Written exercise:
Return the records below from the line containing "Would you be able to indicate the kitchen" onward, exactly, through and including the last line.

☆ ☆ ☆ ☆ ☆ ☆ ☆

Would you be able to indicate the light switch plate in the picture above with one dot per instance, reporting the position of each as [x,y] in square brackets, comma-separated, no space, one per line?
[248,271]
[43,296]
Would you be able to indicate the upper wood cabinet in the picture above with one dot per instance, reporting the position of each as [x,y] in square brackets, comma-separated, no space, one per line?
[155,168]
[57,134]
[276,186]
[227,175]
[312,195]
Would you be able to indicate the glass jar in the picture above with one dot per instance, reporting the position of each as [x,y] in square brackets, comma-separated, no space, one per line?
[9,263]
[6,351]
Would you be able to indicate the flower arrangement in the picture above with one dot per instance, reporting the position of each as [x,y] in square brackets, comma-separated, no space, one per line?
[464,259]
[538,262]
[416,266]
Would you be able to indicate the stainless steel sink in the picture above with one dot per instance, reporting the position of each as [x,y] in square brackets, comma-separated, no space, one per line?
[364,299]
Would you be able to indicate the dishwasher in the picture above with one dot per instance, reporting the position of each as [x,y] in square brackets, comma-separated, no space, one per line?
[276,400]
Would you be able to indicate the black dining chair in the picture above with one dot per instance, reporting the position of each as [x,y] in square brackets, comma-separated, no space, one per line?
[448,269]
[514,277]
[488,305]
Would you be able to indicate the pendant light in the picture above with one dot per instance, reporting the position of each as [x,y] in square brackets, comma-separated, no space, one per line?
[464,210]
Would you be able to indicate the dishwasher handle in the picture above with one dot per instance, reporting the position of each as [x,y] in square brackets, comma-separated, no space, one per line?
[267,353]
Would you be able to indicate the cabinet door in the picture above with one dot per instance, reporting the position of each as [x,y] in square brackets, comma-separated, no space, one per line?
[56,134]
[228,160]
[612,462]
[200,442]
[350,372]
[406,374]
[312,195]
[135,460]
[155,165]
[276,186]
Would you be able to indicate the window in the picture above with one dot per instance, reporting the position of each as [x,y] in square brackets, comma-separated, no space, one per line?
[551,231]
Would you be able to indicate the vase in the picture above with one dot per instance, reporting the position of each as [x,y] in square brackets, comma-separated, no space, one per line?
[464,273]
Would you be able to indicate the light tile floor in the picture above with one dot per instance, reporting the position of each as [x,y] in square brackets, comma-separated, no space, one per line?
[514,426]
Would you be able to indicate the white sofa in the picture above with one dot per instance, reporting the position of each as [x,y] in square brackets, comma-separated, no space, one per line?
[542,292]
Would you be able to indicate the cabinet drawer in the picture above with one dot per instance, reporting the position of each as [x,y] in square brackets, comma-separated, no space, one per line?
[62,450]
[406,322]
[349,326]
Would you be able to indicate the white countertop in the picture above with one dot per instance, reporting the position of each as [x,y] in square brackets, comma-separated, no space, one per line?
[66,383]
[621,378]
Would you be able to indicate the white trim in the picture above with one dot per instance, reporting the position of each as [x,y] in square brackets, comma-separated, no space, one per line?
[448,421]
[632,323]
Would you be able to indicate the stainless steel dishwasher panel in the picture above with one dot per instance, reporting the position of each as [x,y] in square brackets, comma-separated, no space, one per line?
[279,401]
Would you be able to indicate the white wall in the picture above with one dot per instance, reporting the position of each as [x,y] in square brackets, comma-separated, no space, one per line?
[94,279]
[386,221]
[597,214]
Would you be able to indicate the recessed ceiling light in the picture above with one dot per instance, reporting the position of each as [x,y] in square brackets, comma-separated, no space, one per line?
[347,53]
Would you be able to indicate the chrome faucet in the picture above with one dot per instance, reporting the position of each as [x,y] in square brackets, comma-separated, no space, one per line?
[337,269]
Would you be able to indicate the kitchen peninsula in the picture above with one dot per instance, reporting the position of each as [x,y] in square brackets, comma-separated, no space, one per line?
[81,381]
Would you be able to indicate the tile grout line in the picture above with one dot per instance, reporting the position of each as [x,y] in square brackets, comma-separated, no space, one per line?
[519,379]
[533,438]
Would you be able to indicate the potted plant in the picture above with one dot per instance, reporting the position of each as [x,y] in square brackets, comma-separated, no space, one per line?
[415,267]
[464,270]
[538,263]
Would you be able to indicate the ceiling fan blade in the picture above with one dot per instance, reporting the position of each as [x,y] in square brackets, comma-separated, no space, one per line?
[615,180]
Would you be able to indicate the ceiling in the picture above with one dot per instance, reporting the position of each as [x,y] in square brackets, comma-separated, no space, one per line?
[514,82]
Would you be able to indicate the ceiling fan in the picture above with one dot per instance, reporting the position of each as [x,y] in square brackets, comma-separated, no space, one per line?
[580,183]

☆ ☆ ☆ ☆ ☆ ☆ ☆

Output of the exercise:
Would you be able to indicate the kitchen peninsula in the picture above with one dot per instance, reporting the position of each as [x,y] in square brackets, comma-separated, no space, one per line?
[81,381]
Would you be able to indicate the tile grout line in the picture above with one dot per instance, reporting the position of each as [x,y] in square brackets, comma-separated, no space, one per line?
[519,379]
[533,438]
Would you be able to indicate the potted plant in the picture above with one dot per instance, reporting the position of each as [x,y] in square brackets, comma-separated, no space, one per line?
[415,267]
[464,270]
[538,263]
Would you be able to indicate the ceiling fan blade in the picture above with one dot per instance, reporting the position of each as [x,y] in square brackets, comma-separated, no space, one per line?
[615,180]
Would you be able to indicate the ceiling in the picture above with one dot per instance, reporting the position of each as [x,y] in square brackets, comma-separated, no space, one per line?
[514,82]
Would you be able to indicate the ceiling fan in the picture above with one dot per instance, reporting the position of each as [x,y] in square brackets, comma-separated, no space, one per line?
[580,183]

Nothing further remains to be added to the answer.